══ MATERIAL SHOWN ══

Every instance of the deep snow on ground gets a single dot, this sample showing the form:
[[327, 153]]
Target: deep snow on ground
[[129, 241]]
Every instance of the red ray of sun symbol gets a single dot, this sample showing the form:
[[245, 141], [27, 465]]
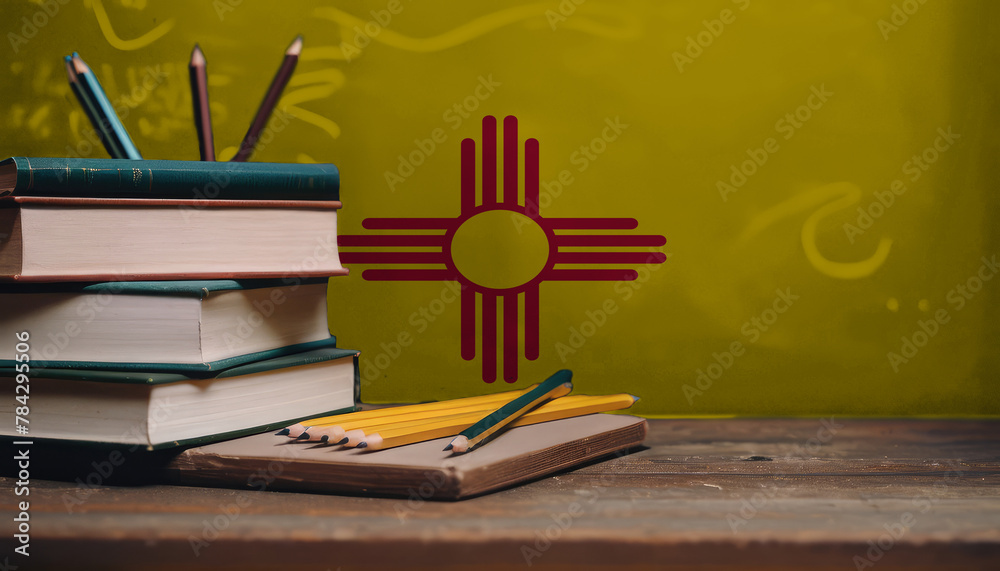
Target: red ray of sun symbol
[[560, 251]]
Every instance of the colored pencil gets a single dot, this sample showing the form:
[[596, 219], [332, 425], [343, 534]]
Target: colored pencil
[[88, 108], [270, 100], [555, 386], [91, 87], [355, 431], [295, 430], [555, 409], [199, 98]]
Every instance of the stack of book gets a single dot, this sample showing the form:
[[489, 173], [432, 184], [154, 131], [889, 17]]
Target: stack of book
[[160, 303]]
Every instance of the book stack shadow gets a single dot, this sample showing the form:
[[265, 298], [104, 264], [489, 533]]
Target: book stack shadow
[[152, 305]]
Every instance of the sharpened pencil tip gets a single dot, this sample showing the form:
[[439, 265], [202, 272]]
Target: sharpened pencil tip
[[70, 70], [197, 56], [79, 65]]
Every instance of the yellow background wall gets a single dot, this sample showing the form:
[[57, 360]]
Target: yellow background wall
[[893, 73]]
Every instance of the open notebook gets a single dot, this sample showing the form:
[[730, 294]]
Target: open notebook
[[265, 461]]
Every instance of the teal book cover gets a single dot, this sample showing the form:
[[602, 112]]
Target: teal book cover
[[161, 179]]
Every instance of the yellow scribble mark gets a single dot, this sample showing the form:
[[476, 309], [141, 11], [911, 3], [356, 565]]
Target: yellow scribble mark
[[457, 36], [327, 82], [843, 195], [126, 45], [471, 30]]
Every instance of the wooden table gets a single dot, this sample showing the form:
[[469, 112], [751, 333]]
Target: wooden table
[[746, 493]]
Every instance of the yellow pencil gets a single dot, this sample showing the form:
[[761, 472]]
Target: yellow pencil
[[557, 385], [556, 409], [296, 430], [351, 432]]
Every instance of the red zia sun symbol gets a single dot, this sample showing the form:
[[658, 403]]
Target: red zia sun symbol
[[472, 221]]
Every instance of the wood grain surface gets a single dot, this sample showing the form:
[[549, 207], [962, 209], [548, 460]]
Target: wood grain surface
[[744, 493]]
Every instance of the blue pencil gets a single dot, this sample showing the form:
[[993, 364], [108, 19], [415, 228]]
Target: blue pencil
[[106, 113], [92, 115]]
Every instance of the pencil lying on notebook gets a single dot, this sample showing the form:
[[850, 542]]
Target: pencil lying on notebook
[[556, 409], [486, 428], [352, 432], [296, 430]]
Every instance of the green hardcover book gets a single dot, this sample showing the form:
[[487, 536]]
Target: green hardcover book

═══

→ THE TASK
In the listing above, find the line containing "Every instance of the yellow scribble" and please quote exactly that line through the last one, and no other lines.

→ COMPLETED TASK
Every instance of the yellow scribble mark gets a single dot, this sample showing the form:
[[476, 309], [141, 11], [911, 3], [356, 565]]
Target: yellow scribble mark
[[457, 36], [327, 82], [843, 195], [126, 45], [471, 30]]
Every instance of the wooden table gets a single dot, this sample showing the form:
[[469, 112], [751, 333]]
Target: wooden table
[[746, 493]]
Every instance of the yellow pencil gets a single dot, this sample showing the form:
[[761, 472]]
Target: yellow pencil
[[557, 385], [556, 409], [296, 430], [351, 432]]
Every instance of the red zia sun symbol gets a single dot, this sample showing the form:
[[658, 403]]
Target: red zia sun symbol
[[472, 221]]
Every instance of the wood grain surface gets a single dot, this sample showing the form:
[[549, 207], [962, 209], [548, 460]]
Target: wood grain surface
[[744, 493]]
Every instance of the blue pencil gets a single dot, this sample showing the form:
[[993, 364], [108, 19], [415, 228]]
Target: blue pencil
[[106, 113], [92, 115]]
Every instance of the pencil lying on notebook gets a single dot, this sample showing the form:
[[850, 542]]
Target: pencil lying on notebook
[[556, 409], [486, 428], [352, 432], [296, 430]]
Every instance of the green hardcover book gets a single dot, this sample showing the form:
[[487, 536]]
Target: green hardcover book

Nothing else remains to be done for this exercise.